→ Exercise prompt: Please print the full listing exactly.
┄┄┄┄┄┄┄┄┄┄┄┄┄┄┄┄┄┄┄┄
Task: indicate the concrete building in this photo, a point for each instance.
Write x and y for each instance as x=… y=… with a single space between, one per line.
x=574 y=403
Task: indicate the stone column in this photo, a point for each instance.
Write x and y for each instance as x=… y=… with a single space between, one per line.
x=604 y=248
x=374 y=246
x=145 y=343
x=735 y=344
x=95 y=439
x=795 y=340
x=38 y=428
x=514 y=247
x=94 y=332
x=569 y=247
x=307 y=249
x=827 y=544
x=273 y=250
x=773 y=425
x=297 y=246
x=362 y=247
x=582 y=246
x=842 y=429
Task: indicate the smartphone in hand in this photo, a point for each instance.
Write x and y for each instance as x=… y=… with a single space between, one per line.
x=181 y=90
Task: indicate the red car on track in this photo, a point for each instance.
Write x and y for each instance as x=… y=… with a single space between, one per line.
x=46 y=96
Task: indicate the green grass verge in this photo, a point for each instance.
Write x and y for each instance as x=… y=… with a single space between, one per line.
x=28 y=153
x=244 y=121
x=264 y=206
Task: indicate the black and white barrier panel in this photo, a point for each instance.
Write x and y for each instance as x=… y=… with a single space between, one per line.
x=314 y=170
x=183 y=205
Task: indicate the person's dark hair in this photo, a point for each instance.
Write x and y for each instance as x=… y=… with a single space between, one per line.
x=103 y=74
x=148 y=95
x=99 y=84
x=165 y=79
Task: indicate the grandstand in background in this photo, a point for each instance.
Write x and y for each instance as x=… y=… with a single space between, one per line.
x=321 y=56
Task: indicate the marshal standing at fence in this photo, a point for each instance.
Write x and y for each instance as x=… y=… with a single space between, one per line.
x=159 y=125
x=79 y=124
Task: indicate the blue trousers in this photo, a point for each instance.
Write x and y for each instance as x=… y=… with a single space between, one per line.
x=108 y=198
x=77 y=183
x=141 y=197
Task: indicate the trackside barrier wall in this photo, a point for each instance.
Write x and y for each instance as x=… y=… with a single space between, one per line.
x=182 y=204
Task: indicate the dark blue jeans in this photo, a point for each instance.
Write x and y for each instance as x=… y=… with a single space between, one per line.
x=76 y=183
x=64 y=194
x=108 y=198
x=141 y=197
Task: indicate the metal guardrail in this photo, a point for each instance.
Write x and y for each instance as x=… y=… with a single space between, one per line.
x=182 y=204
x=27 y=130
┄┄┄┄┄┄┄┄┄┄┄┄┄┄┄┄┄┄┄┄
→ Task response:
Task: indicate the concrete building in this photo, a point for each instance.
Write x and y for each instance as x=… y=… with a single space between, one per line.
x=574 y=403
Task: indicate the stone column in this photo, a point for each instance.
Write x and y for each instance as x=… y=… with a single space between, one per line.
x=604 y=248
x=374 y=246
x=145 y=343
x=735 y=344
x=95 y=439
x=795 y=340
x=38 y=428
x=514 y=247
x=94 y=332
x=569 y=247
x=307 y=249
x=827 y=544
x=273 y=250
x=773 y=425
x=297 y=246
x=362 y=247
x=582 y=246
x=842 y=429
Task: indicate the smartphone in hand in this photo, a point for each instance.
Write x and y for each instance as x=… y=… with a single space between, one per line.
x=181 y=90
Task: indicate the red car on track in this photo, a point for each instance.
Write x and y for each instance as x=… y=… with a single space between, one per line.
x=46 y=96
Task: indicate the green grass verge in this photo, a point for each instance.
Write x and y for each instance as x=… y=… with a single space between, one per line.
x=28 y=153
x=244 y=121
x=264 y=206
Task: indicate the black and white barrier panel in this photo, a point for each instance.
Write x and y for each instance as x=… y=… with a single space between, one per line.
x=314 y=170
x=183 y=205
Task: indicate the person's dark hair in this photo, a point for each instance.
Write x and y for each instance as x=… y=… with a single space between, one per line.
x=103 y=74
x=148 y=95
x=99 y=84
x=165 y=79
Task: indicate the grandstand in background in this photo, a point for each instance.
Write x and y for each instance as x=… y=… with a single space between, one per line.
x=321 y=56
Task: indicate the marshal standing at fence in this photo, a point for each instance.
Write x and y for each instance as x=… y=… with a single space between, one per line.
x=159 y=125
x=79 y=124
Task: indicate the blue trousers in this photo, a point for each instance.
Write x and y for each instance as x=… y=… with a single space between, one per line.
x=108 y=198
x=77 y=183
x=141 y=197
Task: indicate the trackside barrier wall in this photo, a point for each instance.
Write x and y for each instance as x=… y=… with a single space between, one per line.
x=182 y=204
Task: indicate the dark blue jeans in this photo, a point for each instance.
Write x and y for each instance as x=… y=… with a single space between, one per line.
x=76 y=183
x=64 y=194
x=108 y=198
x=141 y=197
Task: indicate the metal guardrail in this photo, a point for each instance.
Write x and y for each instance as x=… y=… with a single space between, one per line.
x=182 y=204
x=27 y=130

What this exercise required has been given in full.